## Start SELECTED EXTRACT

Re: POC: GROUP BY optimization

From: Tomas Vondra <tomas(dot)vondra(at)2ndquadrant(dot)com>
To: Teodor Sigaev <teodor(at)sigaev(dot)ru>, Pgsql Hackers <pgsql-hackers(at)postgresql(dot)org>
Subject: Re: POC: GROUP BY optimization
Date: 2018-06-06 13:52:52
Message-ID: 7edddb4f-9ddd-561d-2bde-47340f91d2a0@2ndquadrant.com
Views: Raw Message | Whole Thread | Download mbox | Resend email
Thread:
Lists: pgsql-hackers


On 06/05/2018 07:56 PM, Teodor Sigaev wrote:
>> Thanks for the patch. This (missing) optimization popped-up repeatedly
>> recently, and I was planning to look into it for PG12. So now I don't
>> have to, because you've done all the hard work ;-)
> You are welcome. Actually one of out customers faced the problem with
> GROUP BY column order and exactly with reordering without any indexes,
> you mean it as problem 2). Index optimization was noticed by me later.
> But based on your suggested patch's order I split the patch to index
> and non-index part and second part depends of first one. They touch the
> same part of code and they could not be independent
>

The way I see it the patch does two different things:

a) consider additional indexes by relaxing the pathkeys check

b) if there are no indexes, i.e. when an explicit Sort is needed,
consider reordering the columns by ndistinct

Not sure why those two parts couldn't be separated. I haven't tried
splitting the patch, of course, so I may be missing something.

## End SELECTED EXTRACT
## Start DATA LINES

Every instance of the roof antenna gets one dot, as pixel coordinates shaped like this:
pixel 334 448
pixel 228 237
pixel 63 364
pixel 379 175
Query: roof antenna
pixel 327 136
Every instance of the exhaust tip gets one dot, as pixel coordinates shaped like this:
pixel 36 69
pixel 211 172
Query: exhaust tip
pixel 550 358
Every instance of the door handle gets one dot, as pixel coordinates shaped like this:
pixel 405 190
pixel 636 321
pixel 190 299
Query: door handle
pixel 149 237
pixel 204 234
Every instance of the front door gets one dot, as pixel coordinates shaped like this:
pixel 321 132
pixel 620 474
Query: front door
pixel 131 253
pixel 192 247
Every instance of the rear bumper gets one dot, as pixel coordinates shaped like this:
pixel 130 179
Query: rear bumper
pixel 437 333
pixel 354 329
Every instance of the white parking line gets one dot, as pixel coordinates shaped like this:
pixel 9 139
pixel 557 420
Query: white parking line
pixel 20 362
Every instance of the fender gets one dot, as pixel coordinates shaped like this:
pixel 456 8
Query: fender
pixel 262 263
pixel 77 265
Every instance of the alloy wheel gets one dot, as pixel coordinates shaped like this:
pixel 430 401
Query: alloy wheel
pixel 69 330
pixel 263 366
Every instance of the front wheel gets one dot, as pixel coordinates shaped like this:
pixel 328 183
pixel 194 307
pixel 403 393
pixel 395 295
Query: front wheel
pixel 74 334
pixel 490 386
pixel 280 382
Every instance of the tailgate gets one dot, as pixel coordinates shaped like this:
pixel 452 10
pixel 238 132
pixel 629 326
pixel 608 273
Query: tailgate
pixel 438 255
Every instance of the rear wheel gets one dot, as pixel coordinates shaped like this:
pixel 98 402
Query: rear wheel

## End DATA LINES

TASK INSTRUCTIONS.
Please repeat the passage of the GROUP BY optimization reply that opens with the words containing "b) if there" and closes with "be missing something.".

PROBLEM SOLUTION.
b) if there are no indexes, i.e. when an explicit Sort is needed,
consider reordering the columns by ndistinct

Not sure why those two parts couldn't be separated. I haven't tried
splitting the patch, of course, so I may be missing something.